__Aim__:
Start at the line that contains "grain in the photo above." in the listing below and extract every line through the last, exactly; leave pictures out.

· · ·

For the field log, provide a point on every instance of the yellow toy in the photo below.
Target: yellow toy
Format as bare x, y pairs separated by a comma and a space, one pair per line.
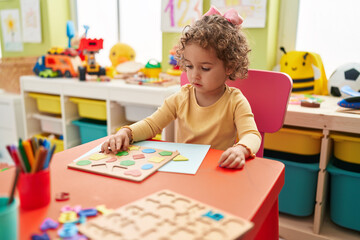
120, 53
307, 71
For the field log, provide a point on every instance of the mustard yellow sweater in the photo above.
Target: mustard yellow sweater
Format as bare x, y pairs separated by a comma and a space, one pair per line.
217, 125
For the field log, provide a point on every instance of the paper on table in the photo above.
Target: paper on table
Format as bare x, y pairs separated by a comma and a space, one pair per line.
194, 152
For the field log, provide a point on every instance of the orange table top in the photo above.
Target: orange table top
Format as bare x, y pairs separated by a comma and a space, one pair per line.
248, 193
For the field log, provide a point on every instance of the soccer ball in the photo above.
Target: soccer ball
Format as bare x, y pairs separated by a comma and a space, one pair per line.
347, 74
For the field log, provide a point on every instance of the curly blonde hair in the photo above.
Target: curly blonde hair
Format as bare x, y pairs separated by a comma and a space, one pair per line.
228, 41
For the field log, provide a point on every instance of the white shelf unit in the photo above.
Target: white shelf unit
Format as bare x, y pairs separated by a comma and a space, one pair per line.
118, 95
11, 123
326, 118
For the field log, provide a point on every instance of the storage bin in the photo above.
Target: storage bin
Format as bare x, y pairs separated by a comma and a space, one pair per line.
295, 144
47, 103
50, 124
297, 196
346, 147
91, 129
90, 108
344, 197
134, 112
53, 140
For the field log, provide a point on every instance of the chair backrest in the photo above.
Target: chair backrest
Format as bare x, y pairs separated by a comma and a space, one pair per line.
268, 94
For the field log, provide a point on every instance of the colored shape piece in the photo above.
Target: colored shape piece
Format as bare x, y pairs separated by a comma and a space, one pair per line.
68, 217
88, 212
124, 153
215, 216
132, 148
165, 153
97, 156
138, 156
180, 158
48, 223
68, 230
156, 159
104, 210
62, 196
40, 237
127, 162
134, 172
148, 150
111, 160
83, 162
147, 166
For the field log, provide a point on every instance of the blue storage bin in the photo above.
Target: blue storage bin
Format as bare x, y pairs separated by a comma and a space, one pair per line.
344, 197
298, 194
91, 129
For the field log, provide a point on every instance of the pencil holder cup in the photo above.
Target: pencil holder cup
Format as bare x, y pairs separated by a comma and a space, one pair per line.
34, 189
9, 220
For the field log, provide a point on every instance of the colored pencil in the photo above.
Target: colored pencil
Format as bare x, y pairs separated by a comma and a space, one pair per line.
42, 157
49, 156
11, 198
18, 157
23, 156
29, 153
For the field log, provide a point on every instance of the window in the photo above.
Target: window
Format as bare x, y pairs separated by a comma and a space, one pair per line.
135, 22
330, 28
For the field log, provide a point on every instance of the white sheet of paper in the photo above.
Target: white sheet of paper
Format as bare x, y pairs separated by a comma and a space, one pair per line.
194, 152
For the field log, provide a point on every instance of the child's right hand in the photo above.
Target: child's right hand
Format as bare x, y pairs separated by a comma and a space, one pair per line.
120, 141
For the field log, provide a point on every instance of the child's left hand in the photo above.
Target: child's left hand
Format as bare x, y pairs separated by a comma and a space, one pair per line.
234, 157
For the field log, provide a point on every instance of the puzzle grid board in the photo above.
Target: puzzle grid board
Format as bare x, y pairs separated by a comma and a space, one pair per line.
166, 215
136, 164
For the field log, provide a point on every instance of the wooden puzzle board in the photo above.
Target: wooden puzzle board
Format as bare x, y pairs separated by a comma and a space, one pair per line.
166, 215
136, 164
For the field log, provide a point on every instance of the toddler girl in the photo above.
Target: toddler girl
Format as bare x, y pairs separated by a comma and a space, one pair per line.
211, 51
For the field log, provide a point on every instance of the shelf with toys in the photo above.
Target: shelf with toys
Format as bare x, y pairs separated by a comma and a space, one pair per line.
317, 167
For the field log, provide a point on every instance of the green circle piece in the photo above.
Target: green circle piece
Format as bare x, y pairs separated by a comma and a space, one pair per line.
165, 153
123, 153
83, 162
127, 162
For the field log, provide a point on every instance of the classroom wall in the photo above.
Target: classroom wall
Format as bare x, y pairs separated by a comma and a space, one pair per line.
54, 14
263, 41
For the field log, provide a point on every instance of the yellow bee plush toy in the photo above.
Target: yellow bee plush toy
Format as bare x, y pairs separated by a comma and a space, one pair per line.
306, 70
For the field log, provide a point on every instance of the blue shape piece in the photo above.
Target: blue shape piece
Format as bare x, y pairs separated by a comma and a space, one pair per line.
147, 166
48, 223
40, 237
88, 212
68, 230
215, 216
149, 150
82, 219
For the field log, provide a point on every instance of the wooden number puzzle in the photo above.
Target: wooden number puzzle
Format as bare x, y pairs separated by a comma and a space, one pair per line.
166, 215
136, 164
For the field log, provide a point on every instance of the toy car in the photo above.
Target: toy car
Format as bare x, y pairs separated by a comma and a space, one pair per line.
48, 73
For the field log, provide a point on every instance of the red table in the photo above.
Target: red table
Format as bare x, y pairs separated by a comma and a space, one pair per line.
251, 193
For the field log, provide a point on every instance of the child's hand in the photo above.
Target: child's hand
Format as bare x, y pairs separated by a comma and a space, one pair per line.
234, 157
118, 141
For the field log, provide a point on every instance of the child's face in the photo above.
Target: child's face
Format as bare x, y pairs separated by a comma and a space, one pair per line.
205, 71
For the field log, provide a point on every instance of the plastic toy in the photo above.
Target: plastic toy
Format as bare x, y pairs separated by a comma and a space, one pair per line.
347, 74
152, 69
90, 47
175, 70
306, 70
166, 215
120, 53
136, 164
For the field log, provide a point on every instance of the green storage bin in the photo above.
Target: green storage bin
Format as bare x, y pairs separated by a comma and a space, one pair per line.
91, 129
344, 197
298, 194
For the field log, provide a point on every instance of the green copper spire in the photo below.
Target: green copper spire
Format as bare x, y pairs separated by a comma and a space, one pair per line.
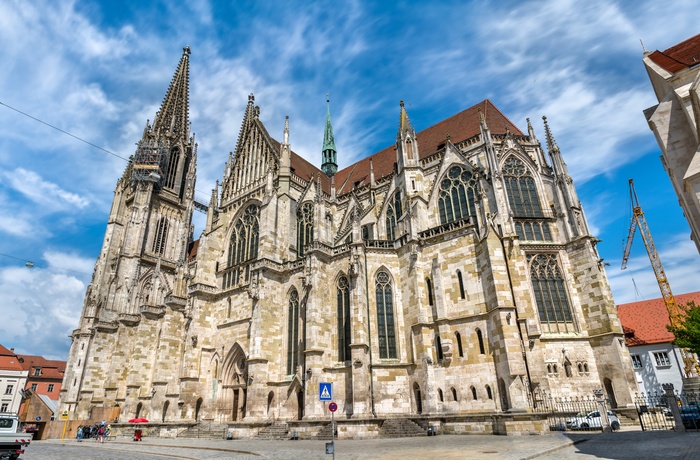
330, 164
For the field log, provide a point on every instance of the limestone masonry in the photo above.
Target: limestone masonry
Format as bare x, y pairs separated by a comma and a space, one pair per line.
452, 273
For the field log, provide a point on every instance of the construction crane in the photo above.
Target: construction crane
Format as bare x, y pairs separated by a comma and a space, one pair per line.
674, 316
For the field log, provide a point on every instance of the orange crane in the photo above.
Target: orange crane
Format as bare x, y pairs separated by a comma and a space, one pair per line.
674, 316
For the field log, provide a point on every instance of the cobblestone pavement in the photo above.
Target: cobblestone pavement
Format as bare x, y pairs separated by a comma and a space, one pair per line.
555, 446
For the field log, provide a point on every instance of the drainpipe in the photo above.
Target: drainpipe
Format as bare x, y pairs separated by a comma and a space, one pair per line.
520, 332
369, 337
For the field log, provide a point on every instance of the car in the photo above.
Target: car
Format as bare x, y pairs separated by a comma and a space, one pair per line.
690, 416
592, 420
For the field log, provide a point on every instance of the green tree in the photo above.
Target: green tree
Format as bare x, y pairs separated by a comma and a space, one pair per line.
688, 331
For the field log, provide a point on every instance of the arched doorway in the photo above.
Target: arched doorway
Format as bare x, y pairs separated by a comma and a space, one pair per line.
165, 410
198, 409
418, 398
300, 404
611, 393
503, 392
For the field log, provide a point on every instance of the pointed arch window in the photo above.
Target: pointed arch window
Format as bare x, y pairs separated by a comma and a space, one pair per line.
161, 236
524, 201
293, 333
461, 284
458, 339
457, 195
385, 316
393, 213
550, 293
480, 339
344, 320
173, 162
243, 246
305, 227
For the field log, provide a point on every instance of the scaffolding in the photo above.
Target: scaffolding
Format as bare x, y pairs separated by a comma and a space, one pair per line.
149, 162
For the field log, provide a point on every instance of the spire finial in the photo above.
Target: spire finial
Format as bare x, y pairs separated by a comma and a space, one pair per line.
551, 143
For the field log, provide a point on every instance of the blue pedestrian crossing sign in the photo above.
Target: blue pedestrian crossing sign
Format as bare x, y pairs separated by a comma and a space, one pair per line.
325, 391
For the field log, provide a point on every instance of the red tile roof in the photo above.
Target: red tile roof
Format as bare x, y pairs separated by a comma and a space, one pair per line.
645, 322
459, 127
684, 55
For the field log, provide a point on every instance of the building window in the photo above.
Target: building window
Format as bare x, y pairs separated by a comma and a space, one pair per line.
393, 213
521, 189
385, 316
461, 284
344, 319
457, 195
661, 358
161, 236
458, 339
305, 227
293, 333
480, 339
550, 293
429, 284
243, 246
173, 160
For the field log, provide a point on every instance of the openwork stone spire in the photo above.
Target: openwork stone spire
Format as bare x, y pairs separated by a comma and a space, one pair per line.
330, 163
173, 117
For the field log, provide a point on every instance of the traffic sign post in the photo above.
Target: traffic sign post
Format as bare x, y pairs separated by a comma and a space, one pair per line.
332, 407
325, 391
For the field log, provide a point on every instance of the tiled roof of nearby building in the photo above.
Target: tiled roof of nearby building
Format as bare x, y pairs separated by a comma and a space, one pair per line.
50, 369
678, 57
645, 322
459, 127
50, 403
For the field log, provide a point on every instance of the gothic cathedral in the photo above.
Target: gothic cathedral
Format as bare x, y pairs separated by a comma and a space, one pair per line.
449, 274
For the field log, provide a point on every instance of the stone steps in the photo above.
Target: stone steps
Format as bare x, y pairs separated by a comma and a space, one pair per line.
400, 428
275, 431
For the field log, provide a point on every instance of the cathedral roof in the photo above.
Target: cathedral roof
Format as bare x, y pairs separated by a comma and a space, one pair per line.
646, 321
459, 127
684, 55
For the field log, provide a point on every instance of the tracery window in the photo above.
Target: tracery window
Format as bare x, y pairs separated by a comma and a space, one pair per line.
305, 227
524, 201
385, 316
457, 195
172, 167
550, 293
161, 236
243, 246
344, 319
293, 333
393, 212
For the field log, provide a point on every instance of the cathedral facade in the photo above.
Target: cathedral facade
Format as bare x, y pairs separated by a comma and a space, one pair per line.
451, 273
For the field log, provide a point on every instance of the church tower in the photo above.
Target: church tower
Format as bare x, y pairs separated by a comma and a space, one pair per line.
134, 309
330, 162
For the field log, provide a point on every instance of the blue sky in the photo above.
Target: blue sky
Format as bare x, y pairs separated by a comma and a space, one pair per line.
100, 69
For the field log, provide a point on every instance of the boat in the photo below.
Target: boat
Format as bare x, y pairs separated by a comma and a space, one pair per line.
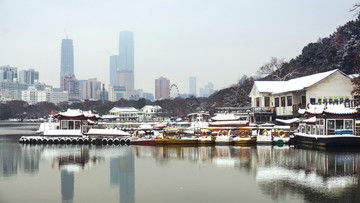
327, 125
265, 134
176, 139
242, 136
206, 139
222, 137
281, 135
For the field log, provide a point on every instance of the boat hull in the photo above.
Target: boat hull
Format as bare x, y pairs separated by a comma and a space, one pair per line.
327, 140
167, 141
244, 141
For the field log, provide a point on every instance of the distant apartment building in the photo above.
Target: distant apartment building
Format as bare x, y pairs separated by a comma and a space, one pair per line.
162, 88
116, 92
207, 90
70, 85
29, 76
124, 77
122, 65
8, 74
192, 86
90, 89
33, 96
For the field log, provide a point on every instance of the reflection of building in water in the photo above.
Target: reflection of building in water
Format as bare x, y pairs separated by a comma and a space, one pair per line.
322, 175
70, 161
67, 185
122, 174
15, 158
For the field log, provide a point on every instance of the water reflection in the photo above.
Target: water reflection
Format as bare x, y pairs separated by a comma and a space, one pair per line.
279, 173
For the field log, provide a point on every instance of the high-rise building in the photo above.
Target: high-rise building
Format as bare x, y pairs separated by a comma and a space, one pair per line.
114, 65
122, 65
8, 74
192, 86
126, 50
67, 57
29, 76
71, 85
162, 88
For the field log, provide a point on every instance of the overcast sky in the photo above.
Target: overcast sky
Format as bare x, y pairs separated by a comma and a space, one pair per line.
216, 41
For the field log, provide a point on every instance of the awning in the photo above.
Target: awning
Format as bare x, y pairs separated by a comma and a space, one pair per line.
289, 121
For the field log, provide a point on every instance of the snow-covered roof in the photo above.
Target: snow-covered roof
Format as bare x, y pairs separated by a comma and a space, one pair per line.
277, 87
77, 112
123, 109
72, 113
329, 108
225, 117
288, 121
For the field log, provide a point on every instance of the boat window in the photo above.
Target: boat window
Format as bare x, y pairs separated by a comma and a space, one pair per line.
282, 101
277, 102
64, 125
339, 124
331, 127
289, 100
77, 124
71, 124
348, 124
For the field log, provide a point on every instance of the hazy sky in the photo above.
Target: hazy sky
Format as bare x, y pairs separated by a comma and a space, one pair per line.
214, 40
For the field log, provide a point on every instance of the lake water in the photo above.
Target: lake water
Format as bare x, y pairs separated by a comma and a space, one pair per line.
126, 174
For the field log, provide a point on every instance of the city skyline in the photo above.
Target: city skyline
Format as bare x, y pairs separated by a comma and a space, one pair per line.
174, 39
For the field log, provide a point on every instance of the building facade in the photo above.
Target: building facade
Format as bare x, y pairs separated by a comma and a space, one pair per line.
282, 99
192, 86
29, 76
162, 88
67, 57
116, 93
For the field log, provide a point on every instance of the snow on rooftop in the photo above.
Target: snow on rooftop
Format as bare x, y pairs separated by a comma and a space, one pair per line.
329, 108
225, 117
277, 87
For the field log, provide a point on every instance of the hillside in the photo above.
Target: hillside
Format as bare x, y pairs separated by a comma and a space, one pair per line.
340, 50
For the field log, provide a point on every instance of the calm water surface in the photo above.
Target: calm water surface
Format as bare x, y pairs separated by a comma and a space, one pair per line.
87, 173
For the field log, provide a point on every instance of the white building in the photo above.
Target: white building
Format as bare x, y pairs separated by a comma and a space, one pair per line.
125, 113
149, 113
116, 92
32, 95
283, 98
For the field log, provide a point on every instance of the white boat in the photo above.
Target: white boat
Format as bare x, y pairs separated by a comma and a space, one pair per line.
264, 134
328, 125
223, 138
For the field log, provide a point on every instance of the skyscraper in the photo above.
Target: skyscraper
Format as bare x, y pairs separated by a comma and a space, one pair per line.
114, 65
162, 88
68, 81
192, 86
123, 63
126, 50
67, 57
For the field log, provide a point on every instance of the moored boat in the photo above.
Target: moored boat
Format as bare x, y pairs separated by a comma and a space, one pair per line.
328, 125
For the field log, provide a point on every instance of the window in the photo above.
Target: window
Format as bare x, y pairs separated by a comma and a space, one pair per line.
312, 100
64, 125
339, 124
303, 99
77, 124
289, 100
331, 127
267, 101
348, 124
277, 102
282, 101
71, 125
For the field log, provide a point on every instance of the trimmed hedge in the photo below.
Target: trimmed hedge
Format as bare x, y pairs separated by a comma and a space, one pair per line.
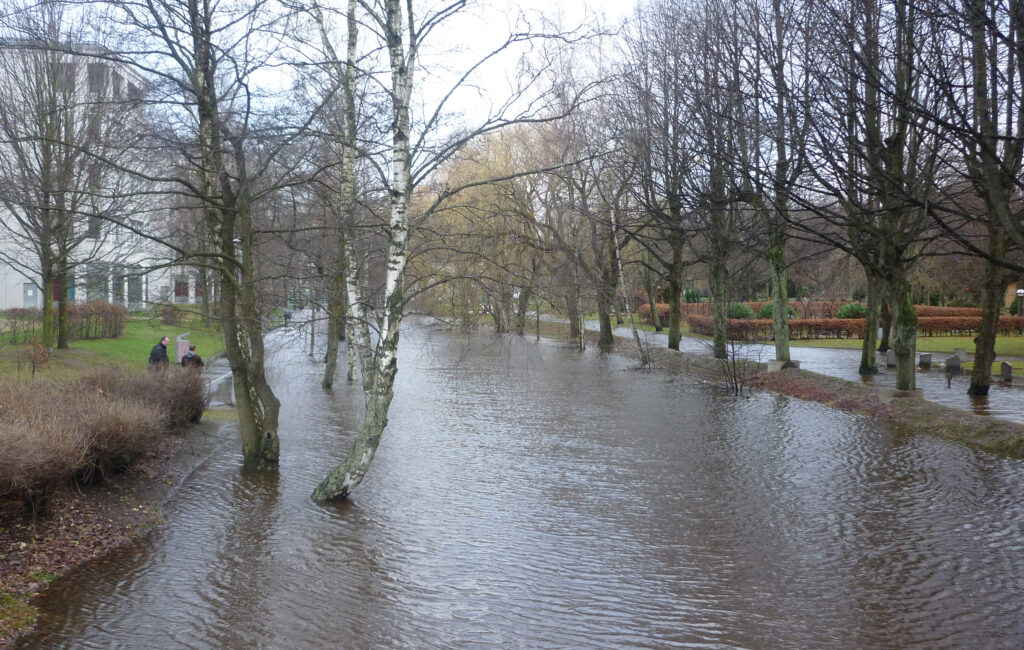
97, 319
761, 329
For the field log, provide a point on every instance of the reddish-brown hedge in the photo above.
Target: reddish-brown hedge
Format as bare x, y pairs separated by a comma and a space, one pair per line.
761, 329
97, 319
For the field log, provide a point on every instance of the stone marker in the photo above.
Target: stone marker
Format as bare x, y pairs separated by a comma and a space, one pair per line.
953, 365
775, 365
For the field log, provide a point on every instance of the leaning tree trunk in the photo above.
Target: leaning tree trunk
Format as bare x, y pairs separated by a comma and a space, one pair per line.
904, 337
335, 330
868, 360
605, 303
379, 390
572, 311
996, 280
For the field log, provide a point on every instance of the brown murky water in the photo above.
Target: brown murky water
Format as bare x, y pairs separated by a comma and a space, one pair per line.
526, 495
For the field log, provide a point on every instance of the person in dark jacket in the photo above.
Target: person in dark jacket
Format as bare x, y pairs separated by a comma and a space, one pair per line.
158, 355
190, 359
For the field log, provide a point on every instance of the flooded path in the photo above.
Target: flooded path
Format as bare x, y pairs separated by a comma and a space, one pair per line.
528, 495
1006, 402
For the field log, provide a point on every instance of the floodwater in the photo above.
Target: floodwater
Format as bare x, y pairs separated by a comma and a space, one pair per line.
1004, 401
528, 495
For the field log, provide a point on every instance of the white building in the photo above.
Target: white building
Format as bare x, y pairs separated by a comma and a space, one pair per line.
99, 109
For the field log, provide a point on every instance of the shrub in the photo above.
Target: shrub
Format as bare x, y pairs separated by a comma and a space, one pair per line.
24, 322
765, 312
663, 313
738, 310
97, 319
851, 310
52, 432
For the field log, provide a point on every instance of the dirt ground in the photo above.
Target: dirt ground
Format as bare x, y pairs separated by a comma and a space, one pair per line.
83, 522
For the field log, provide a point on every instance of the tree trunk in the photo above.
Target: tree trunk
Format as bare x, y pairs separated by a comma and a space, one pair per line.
605, 300
47, 336
521, 308
904, 335
868, 361
780, 301
996, 280
335, 330
572, 311
64, 310
652, 300
721, 297
340, 482
886, 317
675, 280
257, 405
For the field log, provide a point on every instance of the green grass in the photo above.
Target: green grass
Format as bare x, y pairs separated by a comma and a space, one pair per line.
130, 350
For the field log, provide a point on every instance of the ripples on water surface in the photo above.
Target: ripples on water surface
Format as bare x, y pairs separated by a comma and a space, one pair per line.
526, 495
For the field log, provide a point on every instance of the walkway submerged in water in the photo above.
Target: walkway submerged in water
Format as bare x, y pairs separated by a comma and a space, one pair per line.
1005, 402
525, 494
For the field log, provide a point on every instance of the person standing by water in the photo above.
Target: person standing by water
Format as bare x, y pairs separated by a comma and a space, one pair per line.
190, 359
158, 355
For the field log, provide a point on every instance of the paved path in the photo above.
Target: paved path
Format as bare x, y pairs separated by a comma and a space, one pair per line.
1006, 402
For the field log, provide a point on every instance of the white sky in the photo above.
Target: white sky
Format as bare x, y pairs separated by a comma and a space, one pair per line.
484, 26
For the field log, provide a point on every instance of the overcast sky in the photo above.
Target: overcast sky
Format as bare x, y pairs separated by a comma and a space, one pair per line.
484, 26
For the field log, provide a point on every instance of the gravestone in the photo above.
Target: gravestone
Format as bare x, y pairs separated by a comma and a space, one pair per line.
953, 365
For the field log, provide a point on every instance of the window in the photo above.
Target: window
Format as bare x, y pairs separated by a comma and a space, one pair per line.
95, 229
97, 78
181, 289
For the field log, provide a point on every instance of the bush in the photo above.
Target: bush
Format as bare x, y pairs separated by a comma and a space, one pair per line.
169, 314
738, 310
23, 322
663, 313
53, 432
852, 310
765, 312
97, 319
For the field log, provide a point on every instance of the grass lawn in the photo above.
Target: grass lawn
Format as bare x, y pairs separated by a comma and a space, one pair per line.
130, 351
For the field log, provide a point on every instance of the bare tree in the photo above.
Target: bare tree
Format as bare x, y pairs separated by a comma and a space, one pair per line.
61, 152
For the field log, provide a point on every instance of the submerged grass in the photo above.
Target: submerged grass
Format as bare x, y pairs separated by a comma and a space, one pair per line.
130, 351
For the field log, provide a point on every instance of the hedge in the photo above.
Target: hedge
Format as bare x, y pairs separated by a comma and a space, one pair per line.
97, 319
761, 329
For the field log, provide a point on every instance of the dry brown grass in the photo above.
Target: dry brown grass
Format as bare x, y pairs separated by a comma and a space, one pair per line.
53, 432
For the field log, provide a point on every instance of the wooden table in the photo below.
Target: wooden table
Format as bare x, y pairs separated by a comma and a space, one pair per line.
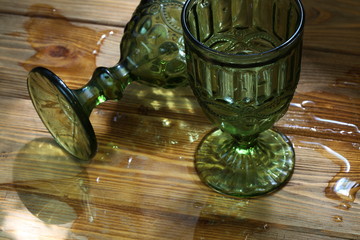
142, 183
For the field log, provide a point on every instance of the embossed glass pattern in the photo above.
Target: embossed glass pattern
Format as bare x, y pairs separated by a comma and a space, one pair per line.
152, 52
243, 61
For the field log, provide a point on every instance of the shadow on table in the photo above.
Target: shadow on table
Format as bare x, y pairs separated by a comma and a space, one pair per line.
51, 184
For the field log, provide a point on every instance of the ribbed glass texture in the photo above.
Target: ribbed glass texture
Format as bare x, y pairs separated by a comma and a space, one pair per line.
243, 59
247, 68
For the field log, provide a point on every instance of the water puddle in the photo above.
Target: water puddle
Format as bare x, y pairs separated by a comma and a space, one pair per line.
345, 185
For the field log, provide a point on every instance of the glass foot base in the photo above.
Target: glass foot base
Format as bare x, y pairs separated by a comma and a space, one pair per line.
62, 113
245, 172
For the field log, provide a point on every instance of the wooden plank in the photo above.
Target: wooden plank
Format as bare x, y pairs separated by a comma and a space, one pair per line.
142, 179
115, 13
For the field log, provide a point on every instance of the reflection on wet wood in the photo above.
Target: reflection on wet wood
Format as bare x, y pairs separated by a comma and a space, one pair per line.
142, 183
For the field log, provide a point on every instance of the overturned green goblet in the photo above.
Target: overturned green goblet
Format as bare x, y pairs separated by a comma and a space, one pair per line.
152, 52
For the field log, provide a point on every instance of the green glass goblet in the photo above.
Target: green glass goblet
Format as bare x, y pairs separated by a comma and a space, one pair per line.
152, 52
243, 59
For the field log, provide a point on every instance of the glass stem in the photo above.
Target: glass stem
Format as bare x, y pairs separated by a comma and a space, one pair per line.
105, 84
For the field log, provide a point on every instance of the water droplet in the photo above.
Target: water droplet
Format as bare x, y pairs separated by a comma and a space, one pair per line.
266, 227
313, 129
246, 100
307, 103
198, 205
344, 206
337, 218
166, 122
129, 162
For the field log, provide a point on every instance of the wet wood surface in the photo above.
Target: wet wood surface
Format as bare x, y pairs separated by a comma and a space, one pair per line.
142, 183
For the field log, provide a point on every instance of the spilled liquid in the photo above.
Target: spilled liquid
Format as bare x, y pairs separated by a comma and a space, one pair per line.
68, 50
345, 185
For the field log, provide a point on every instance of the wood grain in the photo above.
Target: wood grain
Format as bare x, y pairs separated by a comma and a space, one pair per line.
142, 183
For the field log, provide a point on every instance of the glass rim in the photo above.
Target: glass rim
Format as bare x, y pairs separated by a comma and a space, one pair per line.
288, 42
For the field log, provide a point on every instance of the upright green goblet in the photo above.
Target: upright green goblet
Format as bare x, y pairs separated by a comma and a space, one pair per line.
243, 60
152, 52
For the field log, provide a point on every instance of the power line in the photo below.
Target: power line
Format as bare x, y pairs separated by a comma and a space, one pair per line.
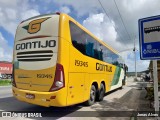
111, 20
122, 19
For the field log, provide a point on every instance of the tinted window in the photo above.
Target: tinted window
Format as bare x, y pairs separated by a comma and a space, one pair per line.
87, 45
78, 38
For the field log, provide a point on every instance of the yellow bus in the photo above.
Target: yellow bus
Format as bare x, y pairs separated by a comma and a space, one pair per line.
58, 62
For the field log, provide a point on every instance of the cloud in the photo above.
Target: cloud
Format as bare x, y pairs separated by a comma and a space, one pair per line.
65, 9
5, 49
104, 29
12, 13
29, 13
82, 7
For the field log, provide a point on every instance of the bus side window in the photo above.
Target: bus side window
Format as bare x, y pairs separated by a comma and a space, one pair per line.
78, 38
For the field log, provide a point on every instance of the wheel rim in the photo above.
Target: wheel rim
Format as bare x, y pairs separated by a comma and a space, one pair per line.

· · ·

__Task result__:
For the field log, provide a point on every instance of the wood grain in the photo above.
Target: wood grain
Format as bare x, y pairs separated by a comma and a space, one pair per line.
142, 183
For the field log, provide a point on every instance of the glass rim in the photo above.
Target: glass rim
Format as bare x, y pairs separated by a comma and a space, one pair per line.
288, 42
For the field log, provide a point on every instance of the upright green goblet in the photo above.
Target: upright green goblet
Format as bare x, y pairs separated by a comma and a space, one pair per line.
243, 60
152, 52
For the field log, provide a point on every instance of the power line in the photo below.
Target: power line
Format as bare x, y pairs separated by a comma and a space, one pair per line.
111, 20
122, 19
For the field log, provide a point on every instance of the tinted window in the photo above.
Target: tinted window
Format as bare x, y pairs separated by a comma and a space, one pair per line.
87, 45
78, 38
For the field log, provide a point on every instance of the yellow bus in the photo above.
Target: yellow bus
Format as bare x, y pairs separated by a comma and a space, one pair per line.
58, 62
For the field log, provide a point on every instance of the cloud in the photo above.
Target: cloud
Format as bare x, y pairs separated by a comma and a space, one pair per line.
65, 9
5, 49
104, 29
12, 13
29, 13
82, 7
For the field log, provide a point on every instance of the bus side window in the photo above.
Target: bus side window
Format as bare x, y pairs separated by a comma and a space, one pair per line.
78, 38
For the field log, provide a point on every instance of the wheel rim in the photo above.
Target: wheel rim
Format as bare x, y pairs separated by a comma and a space, one pair per line.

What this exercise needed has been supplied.